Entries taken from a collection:
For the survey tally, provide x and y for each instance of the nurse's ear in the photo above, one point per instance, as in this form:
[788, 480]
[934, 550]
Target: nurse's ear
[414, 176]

▶ Brief
Set down each entry again, exactly as written.

▶ Answer for the task
For the survey tally, provide x and y for each instance of the nurse's ear in the photo above, one point per instance, as in this form:
[788, 480]
[934, 550]
Target: nurse's ear
[414, 176]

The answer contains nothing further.